## Problem details
Extract every line between the one with "find white spot" and the end of the entries, both included, word for word and free of pictures.

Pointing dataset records
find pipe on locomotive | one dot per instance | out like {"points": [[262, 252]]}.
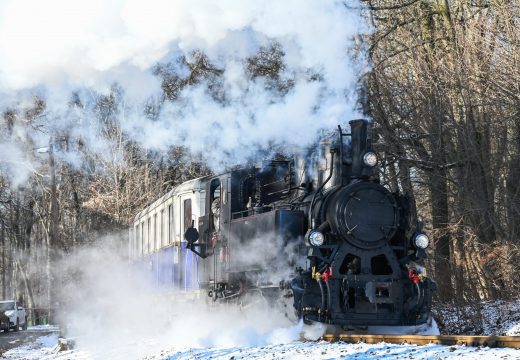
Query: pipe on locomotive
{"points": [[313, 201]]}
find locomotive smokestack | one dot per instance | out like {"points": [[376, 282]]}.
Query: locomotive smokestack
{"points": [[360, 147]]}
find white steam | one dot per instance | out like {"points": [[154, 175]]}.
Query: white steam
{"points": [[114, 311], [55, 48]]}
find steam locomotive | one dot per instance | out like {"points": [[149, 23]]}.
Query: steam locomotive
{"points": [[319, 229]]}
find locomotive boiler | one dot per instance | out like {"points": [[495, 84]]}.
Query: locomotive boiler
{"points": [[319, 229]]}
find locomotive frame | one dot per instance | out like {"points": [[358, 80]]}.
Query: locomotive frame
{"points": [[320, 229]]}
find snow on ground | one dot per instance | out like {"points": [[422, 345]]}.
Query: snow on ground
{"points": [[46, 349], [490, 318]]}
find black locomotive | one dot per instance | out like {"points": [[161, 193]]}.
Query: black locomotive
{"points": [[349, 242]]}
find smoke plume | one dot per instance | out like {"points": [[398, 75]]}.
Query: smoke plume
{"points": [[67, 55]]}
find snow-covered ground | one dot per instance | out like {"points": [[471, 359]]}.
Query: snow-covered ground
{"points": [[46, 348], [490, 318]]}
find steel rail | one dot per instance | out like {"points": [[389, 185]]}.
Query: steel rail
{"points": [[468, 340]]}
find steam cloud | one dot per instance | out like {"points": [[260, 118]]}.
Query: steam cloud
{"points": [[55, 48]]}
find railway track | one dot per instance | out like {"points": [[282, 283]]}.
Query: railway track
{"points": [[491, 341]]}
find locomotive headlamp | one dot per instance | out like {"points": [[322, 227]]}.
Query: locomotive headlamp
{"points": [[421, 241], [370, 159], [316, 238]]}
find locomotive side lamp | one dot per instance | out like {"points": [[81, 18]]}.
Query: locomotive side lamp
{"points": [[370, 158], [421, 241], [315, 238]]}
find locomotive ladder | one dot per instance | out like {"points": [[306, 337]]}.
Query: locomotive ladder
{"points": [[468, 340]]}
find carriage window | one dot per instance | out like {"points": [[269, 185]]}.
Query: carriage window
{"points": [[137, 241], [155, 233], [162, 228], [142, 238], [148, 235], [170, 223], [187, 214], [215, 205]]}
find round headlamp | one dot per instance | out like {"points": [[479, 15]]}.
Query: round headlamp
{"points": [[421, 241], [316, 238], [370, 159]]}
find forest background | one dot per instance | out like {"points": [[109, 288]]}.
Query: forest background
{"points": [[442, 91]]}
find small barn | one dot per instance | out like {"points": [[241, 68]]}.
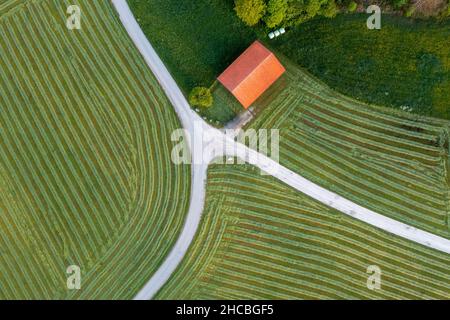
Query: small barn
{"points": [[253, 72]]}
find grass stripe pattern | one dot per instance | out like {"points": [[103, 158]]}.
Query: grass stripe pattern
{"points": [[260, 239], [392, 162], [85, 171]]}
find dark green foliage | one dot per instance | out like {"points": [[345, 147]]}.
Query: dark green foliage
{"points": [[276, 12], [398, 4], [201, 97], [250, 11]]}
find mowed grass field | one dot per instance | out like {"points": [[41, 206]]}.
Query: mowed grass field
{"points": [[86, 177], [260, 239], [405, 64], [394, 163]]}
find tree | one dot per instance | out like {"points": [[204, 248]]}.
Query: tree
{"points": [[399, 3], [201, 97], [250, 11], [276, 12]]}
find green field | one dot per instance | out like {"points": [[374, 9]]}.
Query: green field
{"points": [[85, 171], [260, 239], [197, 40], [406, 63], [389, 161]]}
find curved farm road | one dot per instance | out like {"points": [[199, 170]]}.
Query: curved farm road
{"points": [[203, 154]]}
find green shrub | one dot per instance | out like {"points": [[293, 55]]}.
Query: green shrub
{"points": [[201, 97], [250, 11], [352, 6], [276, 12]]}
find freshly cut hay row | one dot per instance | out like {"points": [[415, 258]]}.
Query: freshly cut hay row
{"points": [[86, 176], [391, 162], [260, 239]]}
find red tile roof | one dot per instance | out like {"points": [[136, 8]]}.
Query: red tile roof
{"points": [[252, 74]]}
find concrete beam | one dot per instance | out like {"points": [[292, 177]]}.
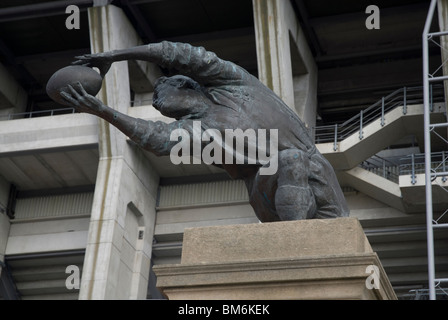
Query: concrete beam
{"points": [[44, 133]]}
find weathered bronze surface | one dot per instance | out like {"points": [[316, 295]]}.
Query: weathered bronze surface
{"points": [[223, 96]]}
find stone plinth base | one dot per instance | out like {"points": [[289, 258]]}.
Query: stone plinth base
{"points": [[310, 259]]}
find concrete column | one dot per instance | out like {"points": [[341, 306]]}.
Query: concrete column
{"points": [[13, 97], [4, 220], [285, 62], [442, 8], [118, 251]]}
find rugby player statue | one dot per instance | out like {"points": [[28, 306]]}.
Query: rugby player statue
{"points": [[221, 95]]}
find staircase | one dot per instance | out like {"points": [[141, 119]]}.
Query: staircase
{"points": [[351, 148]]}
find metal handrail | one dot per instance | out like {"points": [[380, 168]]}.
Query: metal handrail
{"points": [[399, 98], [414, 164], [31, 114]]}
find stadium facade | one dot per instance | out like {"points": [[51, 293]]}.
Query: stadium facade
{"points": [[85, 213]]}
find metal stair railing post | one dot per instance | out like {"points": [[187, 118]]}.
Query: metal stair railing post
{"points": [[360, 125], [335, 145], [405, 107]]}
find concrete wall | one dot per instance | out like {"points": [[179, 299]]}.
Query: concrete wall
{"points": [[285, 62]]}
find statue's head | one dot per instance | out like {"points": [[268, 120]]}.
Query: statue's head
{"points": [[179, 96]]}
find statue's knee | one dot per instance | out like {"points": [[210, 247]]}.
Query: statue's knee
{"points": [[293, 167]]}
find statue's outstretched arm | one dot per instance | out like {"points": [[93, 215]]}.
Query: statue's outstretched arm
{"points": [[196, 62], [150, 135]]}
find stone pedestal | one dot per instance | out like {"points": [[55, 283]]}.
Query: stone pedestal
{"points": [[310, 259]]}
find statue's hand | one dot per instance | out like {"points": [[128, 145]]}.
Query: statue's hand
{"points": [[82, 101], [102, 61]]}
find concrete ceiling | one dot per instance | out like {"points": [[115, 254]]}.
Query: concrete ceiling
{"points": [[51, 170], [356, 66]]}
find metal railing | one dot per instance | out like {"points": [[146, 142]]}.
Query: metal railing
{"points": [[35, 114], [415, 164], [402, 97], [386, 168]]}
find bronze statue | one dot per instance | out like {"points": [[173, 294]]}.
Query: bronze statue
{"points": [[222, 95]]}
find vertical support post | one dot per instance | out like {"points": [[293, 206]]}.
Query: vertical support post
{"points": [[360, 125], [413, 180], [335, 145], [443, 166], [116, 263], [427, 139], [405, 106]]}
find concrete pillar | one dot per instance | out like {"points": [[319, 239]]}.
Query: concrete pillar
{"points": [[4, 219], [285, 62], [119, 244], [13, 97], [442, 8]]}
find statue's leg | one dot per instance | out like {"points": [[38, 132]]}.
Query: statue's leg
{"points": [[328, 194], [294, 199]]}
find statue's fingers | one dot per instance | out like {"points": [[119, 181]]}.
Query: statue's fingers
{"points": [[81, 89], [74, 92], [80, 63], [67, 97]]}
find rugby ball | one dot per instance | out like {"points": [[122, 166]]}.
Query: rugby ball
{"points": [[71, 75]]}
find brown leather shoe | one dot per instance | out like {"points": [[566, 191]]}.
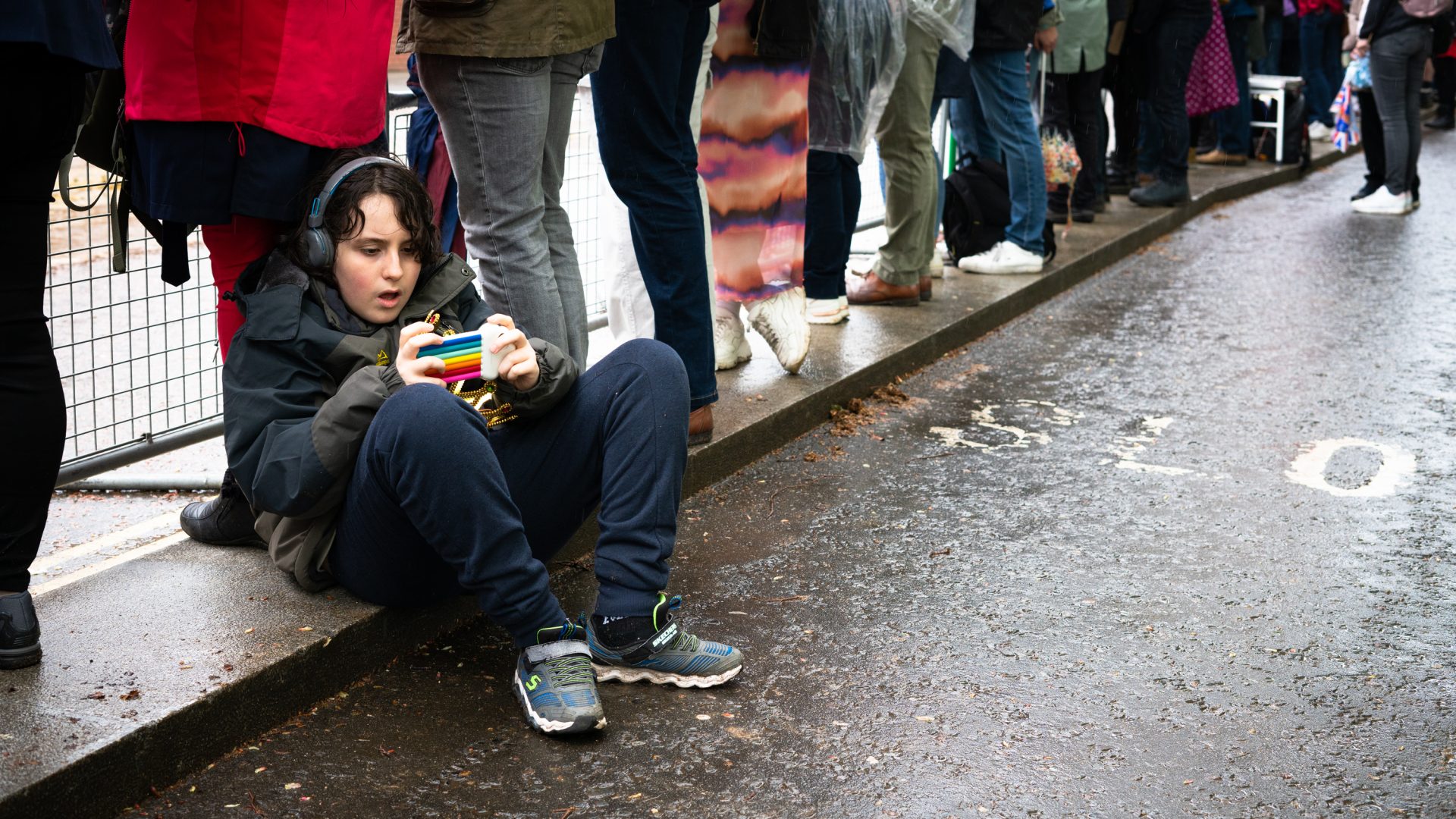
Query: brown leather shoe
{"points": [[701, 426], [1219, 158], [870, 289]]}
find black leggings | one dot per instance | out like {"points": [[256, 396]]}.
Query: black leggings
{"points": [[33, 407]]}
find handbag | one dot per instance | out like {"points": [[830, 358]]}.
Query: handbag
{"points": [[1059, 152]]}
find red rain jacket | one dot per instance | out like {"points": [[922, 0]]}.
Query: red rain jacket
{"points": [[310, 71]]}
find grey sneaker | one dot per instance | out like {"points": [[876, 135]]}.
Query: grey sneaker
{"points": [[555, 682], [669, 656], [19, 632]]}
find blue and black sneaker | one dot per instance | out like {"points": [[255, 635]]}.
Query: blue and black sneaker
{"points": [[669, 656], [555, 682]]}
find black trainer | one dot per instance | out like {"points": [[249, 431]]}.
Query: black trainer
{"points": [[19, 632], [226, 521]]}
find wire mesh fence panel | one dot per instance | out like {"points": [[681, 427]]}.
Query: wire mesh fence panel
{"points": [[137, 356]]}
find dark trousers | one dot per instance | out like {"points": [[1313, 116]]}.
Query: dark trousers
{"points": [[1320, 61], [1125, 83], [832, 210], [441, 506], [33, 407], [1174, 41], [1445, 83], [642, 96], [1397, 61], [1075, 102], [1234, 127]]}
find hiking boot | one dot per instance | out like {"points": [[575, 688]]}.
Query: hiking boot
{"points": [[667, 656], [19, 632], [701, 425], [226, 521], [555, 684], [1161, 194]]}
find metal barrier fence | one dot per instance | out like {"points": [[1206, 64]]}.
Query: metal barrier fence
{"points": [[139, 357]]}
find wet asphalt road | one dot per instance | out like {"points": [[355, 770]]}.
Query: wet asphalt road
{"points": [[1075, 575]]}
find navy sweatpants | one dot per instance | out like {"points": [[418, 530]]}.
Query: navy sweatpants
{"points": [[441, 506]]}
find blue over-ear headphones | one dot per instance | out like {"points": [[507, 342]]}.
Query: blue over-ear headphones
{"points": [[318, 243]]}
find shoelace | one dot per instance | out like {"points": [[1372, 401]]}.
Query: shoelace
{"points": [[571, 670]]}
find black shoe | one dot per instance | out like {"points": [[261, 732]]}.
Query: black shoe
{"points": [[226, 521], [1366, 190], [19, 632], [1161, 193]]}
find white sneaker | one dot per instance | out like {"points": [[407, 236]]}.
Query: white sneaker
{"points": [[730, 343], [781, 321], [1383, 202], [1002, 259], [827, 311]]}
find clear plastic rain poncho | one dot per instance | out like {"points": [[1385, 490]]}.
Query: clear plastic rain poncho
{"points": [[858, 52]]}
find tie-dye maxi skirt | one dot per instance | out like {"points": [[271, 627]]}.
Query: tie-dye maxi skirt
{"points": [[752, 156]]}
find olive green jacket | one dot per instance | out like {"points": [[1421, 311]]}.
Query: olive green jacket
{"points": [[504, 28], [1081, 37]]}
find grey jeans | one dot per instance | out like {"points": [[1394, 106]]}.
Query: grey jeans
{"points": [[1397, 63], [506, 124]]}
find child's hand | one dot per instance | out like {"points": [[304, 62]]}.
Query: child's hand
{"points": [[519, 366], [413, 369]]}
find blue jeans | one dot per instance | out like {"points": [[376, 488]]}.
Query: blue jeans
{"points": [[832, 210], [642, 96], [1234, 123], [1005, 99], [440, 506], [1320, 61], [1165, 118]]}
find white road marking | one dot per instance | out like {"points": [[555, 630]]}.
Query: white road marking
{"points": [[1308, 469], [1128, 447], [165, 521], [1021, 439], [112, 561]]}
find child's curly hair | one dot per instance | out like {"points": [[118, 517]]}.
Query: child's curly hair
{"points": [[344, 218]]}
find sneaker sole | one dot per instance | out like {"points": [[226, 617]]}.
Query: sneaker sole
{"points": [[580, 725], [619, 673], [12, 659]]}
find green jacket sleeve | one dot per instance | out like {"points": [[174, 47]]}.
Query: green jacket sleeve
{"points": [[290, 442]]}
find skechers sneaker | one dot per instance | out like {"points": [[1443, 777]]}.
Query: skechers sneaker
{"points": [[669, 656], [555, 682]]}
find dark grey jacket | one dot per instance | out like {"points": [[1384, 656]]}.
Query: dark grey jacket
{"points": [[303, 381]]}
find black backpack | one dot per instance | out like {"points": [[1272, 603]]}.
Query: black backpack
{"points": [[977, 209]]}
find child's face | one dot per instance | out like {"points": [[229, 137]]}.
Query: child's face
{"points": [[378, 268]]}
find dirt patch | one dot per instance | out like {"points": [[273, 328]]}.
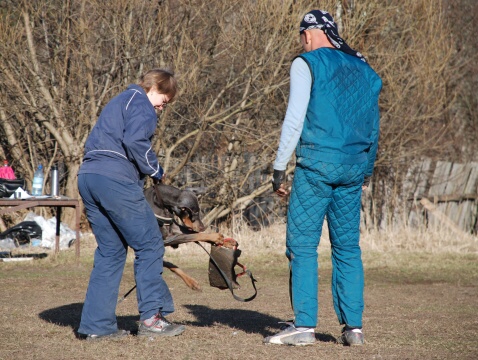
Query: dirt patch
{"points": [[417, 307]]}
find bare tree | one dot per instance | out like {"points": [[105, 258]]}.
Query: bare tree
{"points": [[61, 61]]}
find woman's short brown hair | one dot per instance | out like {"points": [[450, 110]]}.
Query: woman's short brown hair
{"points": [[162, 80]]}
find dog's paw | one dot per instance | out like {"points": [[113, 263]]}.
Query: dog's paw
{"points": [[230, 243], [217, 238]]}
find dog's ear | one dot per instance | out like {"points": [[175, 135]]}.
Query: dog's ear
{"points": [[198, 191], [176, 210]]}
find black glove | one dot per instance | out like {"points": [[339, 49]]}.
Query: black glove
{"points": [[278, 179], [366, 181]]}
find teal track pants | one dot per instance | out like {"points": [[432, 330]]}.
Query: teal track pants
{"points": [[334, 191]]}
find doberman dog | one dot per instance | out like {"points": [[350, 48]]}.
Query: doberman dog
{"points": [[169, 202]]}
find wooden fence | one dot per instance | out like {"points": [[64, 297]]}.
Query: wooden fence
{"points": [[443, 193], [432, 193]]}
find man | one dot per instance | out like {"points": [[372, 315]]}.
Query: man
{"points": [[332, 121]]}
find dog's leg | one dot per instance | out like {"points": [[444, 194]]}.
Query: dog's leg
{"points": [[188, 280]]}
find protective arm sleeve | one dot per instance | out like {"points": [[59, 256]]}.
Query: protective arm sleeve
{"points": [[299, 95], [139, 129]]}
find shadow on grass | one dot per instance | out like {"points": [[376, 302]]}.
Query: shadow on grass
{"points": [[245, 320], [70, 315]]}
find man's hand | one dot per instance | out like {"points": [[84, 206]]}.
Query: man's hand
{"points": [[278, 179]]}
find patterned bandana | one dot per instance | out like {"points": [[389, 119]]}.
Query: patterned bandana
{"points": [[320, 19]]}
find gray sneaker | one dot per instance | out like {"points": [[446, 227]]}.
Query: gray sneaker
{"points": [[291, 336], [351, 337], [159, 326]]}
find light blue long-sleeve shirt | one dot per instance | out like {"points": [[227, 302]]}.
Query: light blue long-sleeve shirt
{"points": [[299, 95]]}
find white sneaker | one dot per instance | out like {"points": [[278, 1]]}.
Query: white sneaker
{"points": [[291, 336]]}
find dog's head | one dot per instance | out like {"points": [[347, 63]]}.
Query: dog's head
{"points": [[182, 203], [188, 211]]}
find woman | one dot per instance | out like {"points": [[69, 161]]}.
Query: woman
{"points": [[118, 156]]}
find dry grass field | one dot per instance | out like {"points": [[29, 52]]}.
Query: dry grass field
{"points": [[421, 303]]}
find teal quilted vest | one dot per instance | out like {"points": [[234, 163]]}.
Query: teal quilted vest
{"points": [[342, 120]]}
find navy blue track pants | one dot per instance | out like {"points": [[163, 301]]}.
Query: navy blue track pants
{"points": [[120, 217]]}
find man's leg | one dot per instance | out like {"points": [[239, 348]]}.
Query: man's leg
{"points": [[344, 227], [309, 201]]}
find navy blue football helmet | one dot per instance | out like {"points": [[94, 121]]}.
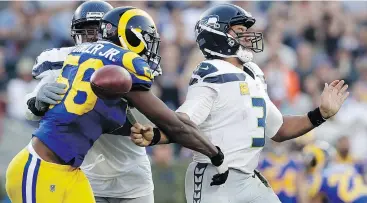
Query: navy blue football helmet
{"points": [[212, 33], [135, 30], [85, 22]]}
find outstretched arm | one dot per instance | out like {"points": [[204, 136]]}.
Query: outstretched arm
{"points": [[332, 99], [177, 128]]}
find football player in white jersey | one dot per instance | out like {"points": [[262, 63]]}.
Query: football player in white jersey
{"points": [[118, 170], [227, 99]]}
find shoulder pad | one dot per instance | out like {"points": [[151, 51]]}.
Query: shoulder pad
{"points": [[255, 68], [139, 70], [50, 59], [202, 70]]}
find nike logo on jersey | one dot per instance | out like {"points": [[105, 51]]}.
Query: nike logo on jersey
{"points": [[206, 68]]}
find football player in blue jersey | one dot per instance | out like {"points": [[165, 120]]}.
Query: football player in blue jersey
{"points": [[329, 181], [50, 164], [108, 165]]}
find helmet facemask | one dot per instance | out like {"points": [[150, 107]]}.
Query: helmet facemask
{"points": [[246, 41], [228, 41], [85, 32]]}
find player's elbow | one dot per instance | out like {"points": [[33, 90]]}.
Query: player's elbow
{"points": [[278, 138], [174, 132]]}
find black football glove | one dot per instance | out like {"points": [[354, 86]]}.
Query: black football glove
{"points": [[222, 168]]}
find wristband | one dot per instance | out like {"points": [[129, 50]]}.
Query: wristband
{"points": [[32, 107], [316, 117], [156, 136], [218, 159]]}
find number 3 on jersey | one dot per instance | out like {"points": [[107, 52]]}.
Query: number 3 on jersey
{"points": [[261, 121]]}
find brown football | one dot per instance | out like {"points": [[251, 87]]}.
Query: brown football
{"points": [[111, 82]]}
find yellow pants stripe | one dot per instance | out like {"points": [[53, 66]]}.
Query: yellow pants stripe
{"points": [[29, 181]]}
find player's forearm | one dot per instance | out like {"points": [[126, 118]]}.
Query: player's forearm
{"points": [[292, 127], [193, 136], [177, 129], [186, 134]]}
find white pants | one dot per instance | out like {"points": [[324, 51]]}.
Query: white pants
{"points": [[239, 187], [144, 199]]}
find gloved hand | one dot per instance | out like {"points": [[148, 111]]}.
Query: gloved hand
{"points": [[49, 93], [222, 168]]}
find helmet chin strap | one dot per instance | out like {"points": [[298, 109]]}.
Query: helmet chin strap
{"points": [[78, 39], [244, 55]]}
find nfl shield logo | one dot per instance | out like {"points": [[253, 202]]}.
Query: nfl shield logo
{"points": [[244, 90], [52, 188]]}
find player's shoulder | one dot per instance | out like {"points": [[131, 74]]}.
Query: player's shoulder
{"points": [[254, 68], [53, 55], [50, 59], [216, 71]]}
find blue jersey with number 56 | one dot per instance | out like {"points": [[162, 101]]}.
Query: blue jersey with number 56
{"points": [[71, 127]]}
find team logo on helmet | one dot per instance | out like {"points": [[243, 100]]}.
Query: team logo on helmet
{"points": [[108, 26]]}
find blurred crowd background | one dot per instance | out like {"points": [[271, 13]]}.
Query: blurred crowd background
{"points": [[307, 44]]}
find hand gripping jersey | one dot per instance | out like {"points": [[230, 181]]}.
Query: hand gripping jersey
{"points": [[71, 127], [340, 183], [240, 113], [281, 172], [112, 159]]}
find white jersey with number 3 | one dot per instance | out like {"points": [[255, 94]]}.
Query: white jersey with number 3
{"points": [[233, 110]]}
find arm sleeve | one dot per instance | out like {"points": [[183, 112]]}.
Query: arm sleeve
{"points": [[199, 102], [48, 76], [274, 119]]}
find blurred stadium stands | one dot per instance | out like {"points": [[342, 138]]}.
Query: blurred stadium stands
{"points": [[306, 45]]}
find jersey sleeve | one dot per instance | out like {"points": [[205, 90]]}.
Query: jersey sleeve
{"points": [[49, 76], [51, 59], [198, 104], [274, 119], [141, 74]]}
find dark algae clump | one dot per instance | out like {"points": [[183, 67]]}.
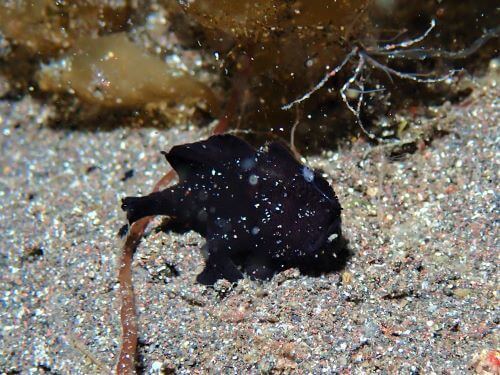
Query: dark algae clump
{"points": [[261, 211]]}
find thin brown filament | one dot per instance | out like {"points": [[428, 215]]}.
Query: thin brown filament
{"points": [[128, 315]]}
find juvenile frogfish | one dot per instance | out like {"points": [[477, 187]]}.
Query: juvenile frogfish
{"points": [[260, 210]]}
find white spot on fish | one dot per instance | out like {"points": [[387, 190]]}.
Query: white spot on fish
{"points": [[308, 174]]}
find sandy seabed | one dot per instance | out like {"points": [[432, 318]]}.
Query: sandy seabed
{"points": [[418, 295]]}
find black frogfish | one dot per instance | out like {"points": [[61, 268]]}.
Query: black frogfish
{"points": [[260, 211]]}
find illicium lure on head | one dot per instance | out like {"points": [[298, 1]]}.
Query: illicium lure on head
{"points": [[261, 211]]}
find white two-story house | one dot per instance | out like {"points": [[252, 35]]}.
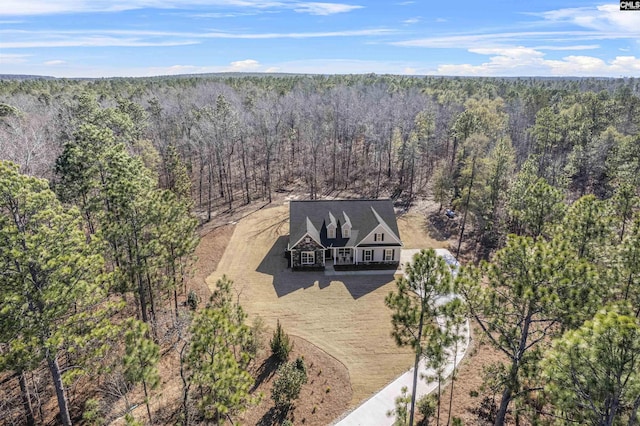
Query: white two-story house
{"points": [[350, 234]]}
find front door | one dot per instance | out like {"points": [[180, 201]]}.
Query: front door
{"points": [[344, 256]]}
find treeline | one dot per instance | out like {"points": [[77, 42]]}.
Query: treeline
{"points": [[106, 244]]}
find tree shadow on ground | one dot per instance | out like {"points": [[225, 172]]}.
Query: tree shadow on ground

## The response
find white spot on fish | one dot per instance | out like {"points": [[387, 190]]}.
Query: white spot on fish
{"points": [[308, 174]]}
find sandy seabed | one dot per instance | out like {"points": [[432, 318]]}.
Query: sandy seabed
{"points": [[418, 295]]}
find black frogfish | one dot per instance | out like {"points": [[61, 268]]}.
Query: black frogfish
{"points": [[260, 211]]}
find illicium lure on head | one dot per instance | out like {"points": [[298, 1]]}.
Query: illicium lure on head
{"points": [[261, 211]]}
find white two-story house | one dot per instance | out like {"points": [[252, 35]]}.
Query: white two-story house
{"points": [[350, 234]]}
find front door | one dot per instance | out like {"points": [[180, 201]]}.
Query: front door
{"points": [[344, 256]]}
find treeline | one dot per instance | out like {"points": [[77, 42]]}.
Query: treeline
{"points": [[106, 244]]}
find tree shadow on ground | one dot per instance | out like {"points": [[225, 172]]}.
Query: tree shadow on ground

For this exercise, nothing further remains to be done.